- Exercise task: Render every entry exactly as it appears.

--- Start Supplied information ---

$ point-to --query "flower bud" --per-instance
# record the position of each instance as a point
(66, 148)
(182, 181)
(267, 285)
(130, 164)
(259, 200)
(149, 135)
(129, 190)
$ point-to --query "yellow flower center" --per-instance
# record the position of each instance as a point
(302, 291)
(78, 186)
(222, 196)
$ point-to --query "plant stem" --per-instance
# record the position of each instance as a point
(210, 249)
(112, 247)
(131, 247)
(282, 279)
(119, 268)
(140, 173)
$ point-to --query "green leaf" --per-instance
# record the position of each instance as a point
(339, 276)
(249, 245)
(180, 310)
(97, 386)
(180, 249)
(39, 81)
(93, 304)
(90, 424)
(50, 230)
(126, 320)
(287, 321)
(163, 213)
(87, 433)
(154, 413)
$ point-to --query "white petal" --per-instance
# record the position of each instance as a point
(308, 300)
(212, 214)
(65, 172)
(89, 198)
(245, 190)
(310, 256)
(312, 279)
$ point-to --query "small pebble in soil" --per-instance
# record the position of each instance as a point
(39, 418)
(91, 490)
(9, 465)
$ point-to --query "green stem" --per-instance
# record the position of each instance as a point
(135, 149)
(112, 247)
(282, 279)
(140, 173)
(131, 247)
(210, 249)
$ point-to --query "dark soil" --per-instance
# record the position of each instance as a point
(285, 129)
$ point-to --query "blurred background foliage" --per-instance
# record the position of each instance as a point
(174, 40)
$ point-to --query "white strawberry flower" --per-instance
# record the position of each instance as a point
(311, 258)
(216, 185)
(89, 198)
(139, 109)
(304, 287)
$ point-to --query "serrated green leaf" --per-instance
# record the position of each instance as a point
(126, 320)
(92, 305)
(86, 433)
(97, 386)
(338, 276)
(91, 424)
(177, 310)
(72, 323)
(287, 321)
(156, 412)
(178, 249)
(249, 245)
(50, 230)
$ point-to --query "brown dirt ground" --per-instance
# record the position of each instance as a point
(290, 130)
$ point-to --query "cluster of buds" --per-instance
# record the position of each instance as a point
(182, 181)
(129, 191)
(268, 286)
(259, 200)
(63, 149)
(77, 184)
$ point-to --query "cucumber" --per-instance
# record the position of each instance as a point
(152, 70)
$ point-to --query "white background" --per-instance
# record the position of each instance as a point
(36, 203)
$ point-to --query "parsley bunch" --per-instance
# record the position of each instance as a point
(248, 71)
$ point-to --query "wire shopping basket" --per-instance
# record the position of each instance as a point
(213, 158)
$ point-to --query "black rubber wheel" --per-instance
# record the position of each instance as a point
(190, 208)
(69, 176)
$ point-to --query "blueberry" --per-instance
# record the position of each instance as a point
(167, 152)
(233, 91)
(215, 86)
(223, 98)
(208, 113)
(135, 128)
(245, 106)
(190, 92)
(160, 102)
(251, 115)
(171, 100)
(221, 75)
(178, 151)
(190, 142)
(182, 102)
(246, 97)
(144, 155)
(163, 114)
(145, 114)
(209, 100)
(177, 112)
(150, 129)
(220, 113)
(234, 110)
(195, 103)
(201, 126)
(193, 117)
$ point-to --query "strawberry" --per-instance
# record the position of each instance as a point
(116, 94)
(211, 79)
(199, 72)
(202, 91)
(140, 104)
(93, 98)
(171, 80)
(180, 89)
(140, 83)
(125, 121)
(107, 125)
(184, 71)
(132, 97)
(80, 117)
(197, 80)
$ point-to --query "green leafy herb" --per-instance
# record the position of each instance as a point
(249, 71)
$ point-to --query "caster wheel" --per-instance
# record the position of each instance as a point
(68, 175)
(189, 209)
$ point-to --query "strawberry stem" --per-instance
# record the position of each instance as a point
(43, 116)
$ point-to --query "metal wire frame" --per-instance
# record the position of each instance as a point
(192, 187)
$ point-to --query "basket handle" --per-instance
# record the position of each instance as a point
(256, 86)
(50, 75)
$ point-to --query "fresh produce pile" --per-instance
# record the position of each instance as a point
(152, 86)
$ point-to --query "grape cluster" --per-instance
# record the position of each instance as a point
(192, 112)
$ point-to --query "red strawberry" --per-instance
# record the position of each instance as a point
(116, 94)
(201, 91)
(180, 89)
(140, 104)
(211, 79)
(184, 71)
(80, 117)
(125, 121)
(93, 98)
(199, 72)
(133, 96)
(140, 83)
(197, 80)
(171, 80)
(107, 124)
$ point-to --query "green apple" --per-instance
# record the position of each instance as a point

--- End Supplied information ---

- Right answer:
$ point-to --query "flower bud" --per-instance
# record the position of each instance as a point
(66, 148)
(182, 181)
(267, 285)
(130, 164)
(259, 200)
(149, 135)
(129, 190)
$ point-to --query "yellow flower center" --per-instance
# record the position of each instance as a point
(302, 291)
(78, 186)
(222, 196)
$ point-to --query "plant stem" --per-instance
# record the position of each instance as a point
(210, 249)
(112, 247)
(131, 247)
(282, 279)
(119, 268)
(140, 173)
$ point-to --query "green leaf" --per-instance
# record the position of each instance as a point
(339, 276)
(249, 245)
(180, 310)
(97, 386)
(180, 249)
(39, 81)
(93, 304)
(90, 424)
(50, 230)
(126, 320)
(287, 321)
(163, 213)
(87, 433)
(154, 413)
$ point-to --query "white petal" --per-instance
# record the position of each instance as a point
(308, 300)
(212, 214)
(65, 172)
(89, 198)
(245, 190)
(310, 256)
(312, 279)
$ point-to --query "small pebble in soil" --per-instance
# record the position of each instance as a point
(39, 418)
(91, 490)
(9, 465)
$ point-to --query "green stem" --per-instance
# record the position of each instance as a point
(135, 149)
(112, 247)
(282, 279)
(140, 173)
(131, 247)
(210, 249)
$ point-to --query "dark soil" --per-instance
# record the position of each instance as a point
(285, 129)
$ point-to --query "blurred background foliage" --per-instance
# record the position of each instance as a point
(174, 40)
$ point-to --query "white strawberry flower" --per-instance
# record the position of each instance as a point
(311, 258)
(216, 185)
(89, 198)
(139, 109)
(304, 287)
$ point-to --query "serrated green leaf" --per-instance
# record the position of each instance as a point
(126, 320)
(92, 305)
(86, 433)
(97, 386)
(338, 276)
(91, 424)
(177, 310)
(72, 323)
(287, 321)
(156, 412)
(178, 249)
(249, 245)
(50, 230)
$ point-to --query "brown dirt ground" --per-instance
# record the position of each instance as a point
(290, 130)
$ point-to --query "cluster of buds" --per-instance
# record the position of each instance as a point
(182, 181)
(129, 191)
(268, 286)
(259, 200)
(63, 149)
(77, 184)
$ point-to --query "cucumber" --per-instance
# record the position of each instance as a point
(152, 70)
$ point-to --query "white background" --per-instance
# record the position of each instance as a point
(36, 203)
$ point-to --query "parsley bunch" --per-instance
# record the position of each instance as a point
(248, 71)
$ point-to --query "wire shopping basket" --per-instance
# record the position of each instance as a point
(213, 158)
$ point-to --query "black rubber wheel" --per-instance
# record the position of each instance as a point
(190, 208)
(69, 176)
$ point-to --query "blueberry" --per-instance
# record the position of each instance as a point
(167, 152)
(233, 91)
(215, 86)
(223, 98)
(208, 113)
(135, 128)
(245, 106)
(190, 92)
(160, 102)
(251, 115)
(171, 100)
(221, 75)
(178, 151)
(190, 142)
(182, 102)
(246, 97)
(144, 155)
(163, 114)
(145, 114)
(209, 100)
(177, 112)
(150, 129)
(220, 113)
(234, 110)
(195, 103)
(201, 126)
(193, 117)
$ point-to --query "strawberry" --per-instance
# record the position of each instance as a point
(116, 94)
(211, 79)
(199, 72)
(202, 91)
(140, 104)
(93, 98)
(171, 80)
(180, 89)
(140, 83)
(125, 121)
(107, 125)
(184, 71)
(132, 97)
(80, 117)
(197, 80)
$ point-to --query "green leafy herb" --per-instance
# record the position of each instance as a point
(249, 71)
$ point-to --query "caster wheel" --per-instance
# record the position of each instance as a point
(68, 175)
(189, 209)
$ point-to --query "strawberry stem" --per-instance
# record the position of each instance as a point
(43, 116)
$ point-to --query "metal wire frame" --per-instance
# record the position of each instance as a point
(192, 187)
$ point-to --query "basket handle" --per-instance
# record the position of each instance as a point
(256, 86)
(50, 75)
$ point-to --query "fresh produce pile" --per-instance
# record the position of each instance as a point
(152, 86)
$ point-to --query "grape cluster" --per-instance
# record the position of each instance as a point
(192, 112)
$ point-to --query "red strawberry" --per-instance
# record the position of each instance as a point
(116, 94)
(201, 91)
(180, 89)
(140, 104)
(211, 79)
(184, 71)
(80, 117)
(125, 121)
(93, 98)
(199, 72)
(133, 96)
(140, 83)
(197, 80)
(171, 80)
(107, 124)
$ point-to --query "green apple" --per-instance
# record the position of each instance as a point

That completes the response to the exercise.